**Selected extract**
Size distributions of polyethylene wear particles isolated from the synovial fluid of patients with conventional polyethylene and sequentially annealed HXLPE. HXLPE: highly cross-linked polyethylene.

Discussion

This study showed that the sequentially annealed HXLPE significantly decreased the in vivo polyethylene wear particles compared with conventional polyethylene in the early clinical stage. This is in agreement with the previous in vitro studies. ^11,12 However, in contrast to the previous in vitro studies, ¹³ we found that the sequentially annealed HXLPE did not change the particle size or shape compared to the conventional polyethylene. Therefore, we expected that sequentially annealed HXLPE might reduce the likelihood of osteolysis and aseptic loosening after TKA.

There were several advantages in this study. First, we used not only polyethylene tibial insert but also polyethylene patellar component in all the patients. However, in vitro simulators could not use the polyethylene patellar component. The difference of such tribological condition between our in vivo study and the previous in vitro studies ^{11 –13} might result in the difference of wear particle size of sequentially annealed HXLPE between our in vivo study and the previous in vitro studies. Second, we used the same prosthesis for all the patients, except for the materials for the tibial insert and patellar component. It was reported that the design of the articulating surface and the material of femoral component also influenced in vivo polyethylene wear particle generation. ^17,20 Our study design was suitable for the comparison between sequentially annealed HXLPE and conventional polyethylene. Third, we investigate age, gender, BMI, knee alignment, patients’ activity level. Previous reports showed that such factors can influence in vivo polyethylene wear. ^27,28 However, in this study, the differences of age, gender, BMI, thickness of polyethylene insert, postoperative implant alignment, postoperative alignment of lower extremity, Knee Society score, the knee range of motion, and UCLA activity-level score between two groups were not statistically significant.

**Information**
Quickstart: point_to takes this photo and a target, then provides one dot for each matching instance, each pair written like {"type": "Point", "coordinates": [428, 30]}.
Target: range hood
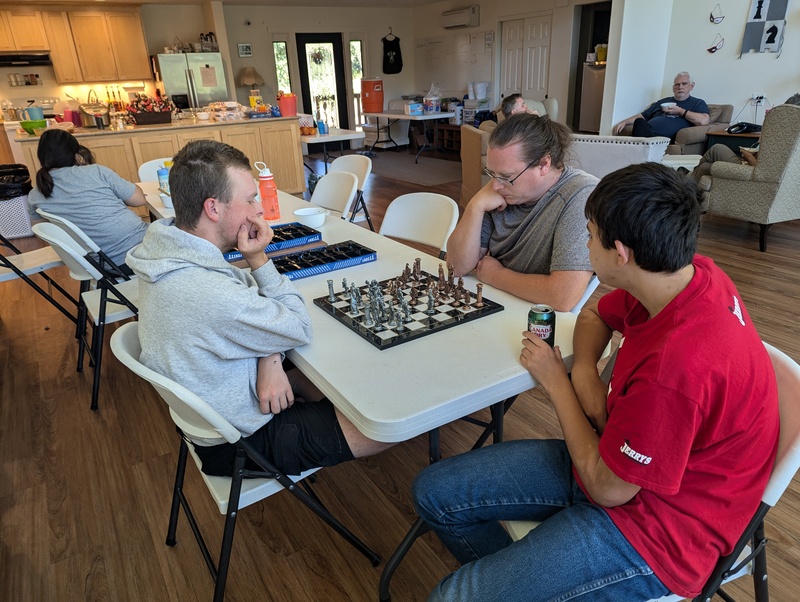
{"type": "Point", "coordinates": [18, 59]}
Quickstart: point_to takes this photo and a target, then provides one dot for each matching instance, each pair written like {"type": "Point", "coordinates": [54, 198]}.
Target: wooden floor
{"type": "Point", "coordinates": [84, 496]}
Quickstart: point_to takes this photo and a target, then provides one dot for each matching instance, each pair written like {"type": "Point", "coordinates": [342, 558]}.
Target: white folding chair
{"type": "Point", "coordinates": [423, 217]}
{"type": "Point", "coordinates": [361, 166]}
{"type": "Point", "coordinates": [336, 191]}
{"type": "Point", "coordinates": [749, 556]}
{"type": "Point", "coordinates": [91, 250]}
{"type": "Point", "coordinates": [195, 418]}
{"type": "Point", "coordinates": [148, 171]}
{"type": "Point", "coordinates": [110, 302]}
{"type": "Point", "coordinates": [24, 265]}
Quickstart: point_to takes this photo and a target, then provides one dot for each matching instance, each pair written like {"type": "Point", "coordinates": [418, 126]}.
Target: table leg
{"type": "Point", "coordinates": [424, 144]}
{"type": "Point", "coordinates": [388, 131]}
{"type": "Point", "coordinates": [419, 527]}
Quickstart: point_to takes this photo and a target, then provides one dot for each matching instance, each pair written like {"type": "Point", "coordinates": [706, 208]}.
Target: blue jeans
{"type": "Point", "coordinates": [577, 553]}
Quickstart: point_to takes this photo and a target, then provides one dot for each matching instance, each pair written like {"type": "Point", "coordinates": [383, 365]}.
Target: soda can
{"type": "Point", "coordinates": [542, 322]}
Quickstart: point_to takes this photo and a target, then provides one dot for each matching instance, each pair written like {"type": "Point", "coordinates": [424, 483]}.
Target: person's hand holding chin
{"type": "Point", "coordinates": [254, 236]}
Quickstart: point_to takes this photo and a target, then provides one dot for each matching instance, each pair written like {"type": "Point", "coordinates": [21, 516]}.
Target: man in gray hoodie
{"type": "Point", "coordinates": [221, 331]}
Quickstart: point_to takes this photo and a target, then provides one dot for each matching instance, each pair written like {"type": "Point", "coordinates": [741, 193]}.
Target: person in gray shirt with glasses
{"type": "Point", "coordinates": [525, 231]}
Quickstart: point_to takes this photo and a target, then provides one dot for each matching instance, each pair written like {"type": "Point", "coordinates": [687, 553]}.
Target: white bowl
{"type": "Point", "coordinates": [313, 217]}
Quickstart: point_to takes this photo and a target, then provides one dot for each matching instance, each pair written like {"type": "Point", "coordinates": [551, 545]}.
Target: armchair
{"type": "Point", "coordinates": [769, 192]}
{"type": "Point", "coordinates": [692, 140]}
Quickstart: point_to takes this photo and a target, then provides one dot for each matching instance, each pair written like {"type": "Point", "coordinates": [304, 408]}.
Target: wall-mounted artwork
{"type": "Point", "coordinates": [766, 21]}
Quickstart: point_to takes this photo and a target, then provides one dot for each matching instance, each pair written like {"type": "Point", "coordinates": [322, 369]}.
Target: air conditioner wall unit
{"type": "Point", "coordinates": [463, 17]}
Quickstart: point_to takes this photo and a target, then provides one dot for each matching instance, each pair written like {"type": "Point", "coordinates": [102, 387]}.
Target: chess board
{"type": "Point", "coordinates": [446, 312]}
{"type": "Point", "coordinates": [284, 236]}
{"type": "Point", "coordinates": [320, 260]}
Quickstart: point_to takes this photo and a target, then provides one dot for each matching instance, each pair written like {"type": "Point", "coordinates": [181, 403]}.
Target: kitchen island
{"type": "Point", "coordinates": [275, 141]}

**Directions for this task**
Copy out the full passage above on polyethylene wear particles after knee replacement, keeping every word and mark unchanged.

**Expected output**
Size distributions of polyethylene wear particles isolated from the synovial fluid of patients with conventional polyethylene and sequentially annealed HXLPE. HXLPE: highly cross-linked polyethylene.

Discussion

This study showed that the sequentially annealed HXLPE significantly decreased the in vivo polyethylene wear particles compared with conventional polyethylene in the early clinical stage. This is in agreement with the previous in vitro studies. ^11,12 However, in contrast to the previous in vitro studies, ¹³ we found that the sequentially annealed HXLPE did not change the particle size or shape compared to the conventional polyethylene. Therefore, we expected that sequentially annealed HXLPE might reduce the likelihood of osteolysis and aseptic loosening after TKA.

There were several advantages in this study. First, we used not only polyethylene tibial insert but also polyethylene patellar component in all the patients. However, in vitro simulators could not use the polyethylene patellar component. The difference of such tribological condition between our in vivo study and the previous in vitro studies ^{11 –13} might result in the difference of wear particle size of sequentially annealed HXLPE between our in vivo study and the previous in vitro studies. Second, we used the same prosthesis for all the patients, except for the materials for the tibial insert and patellar component. It was reported that the design of the articulating surface and the material of femoral component also influenced in vivo polyethylene wear particle generation. ^17,20 Our study design was suitable for the comparison between sequentially annealed HXLPE and conventional polyethylene. Third, we investigate age, gender, BMI, knee alignment, patients’ activity level. Previous reports showed that such factors can influence in vivo polyethylene wear. ^27,28 However, in this study, the differences of age, gender, BMI, thickness of polyethylene insert, postoperative implant alignment, postoperative alignment of lower extremity, Knee Society score, the knee range of motion, and UCLA activity-level score between two groups were not statistically significant.